*** Begin section ***
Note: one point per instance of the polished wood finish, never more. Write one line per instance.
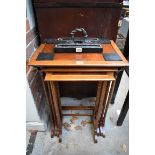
(71, 77)
(57, 18)
(65, 69)
(72, 60)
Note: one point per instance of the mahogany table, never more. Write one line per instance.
(69, 67)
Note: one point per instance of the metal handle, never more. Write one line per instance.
(79, 30)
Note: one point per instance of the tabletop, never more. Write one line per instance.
(78, 59)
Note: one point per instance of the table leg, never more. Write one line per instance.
(124, 111)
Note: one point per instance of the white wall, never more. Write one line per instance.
(30, 14)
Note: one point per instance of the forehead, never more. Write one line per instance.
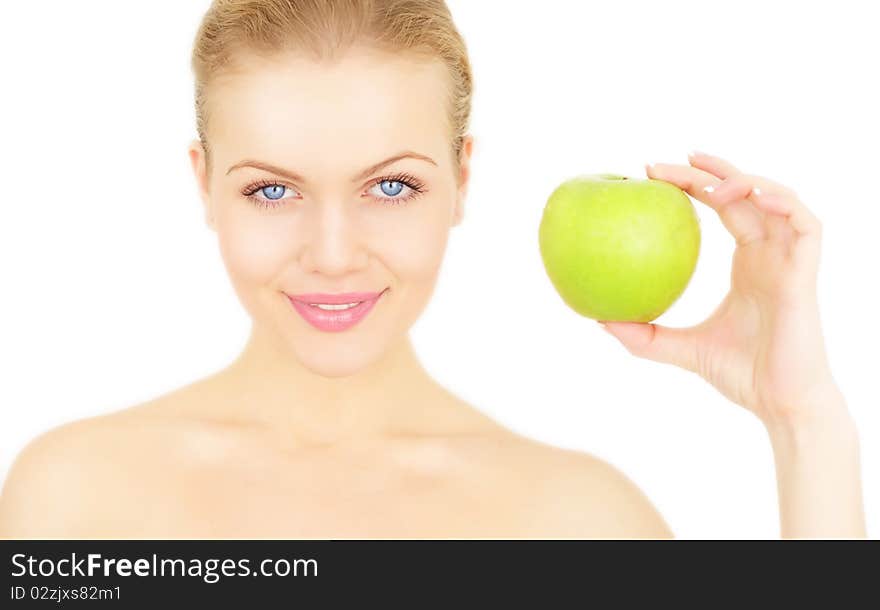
(365, 100)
*** End section ***
Task:
Write the records out exactly, dropping every image.

Answer to this problem:
Note: one point per instance of the polished wood finish, never more. Write one line per instance.
(71, 77)
(57, 18)
(65, 69)
(72, 60)
Note: one point per instance of the mahogany table, never more. Write one line per instance.
(69, 67)
Note: one point per instance of the metal handle, never more. Write one line per instance.
(79, 30)
Note: one point per instance of the tabletop, never more. Write one line per instance.
(78, 59)
Note: one point per instance of the table leg, never more. Write one line per instance.
(124, 111)
Note: one point per instance of the white wall, never more. Write one line per instance.
(30, 14)
Note: one point per instance of the forehead, never more. Write one line per instance.
(365, 100)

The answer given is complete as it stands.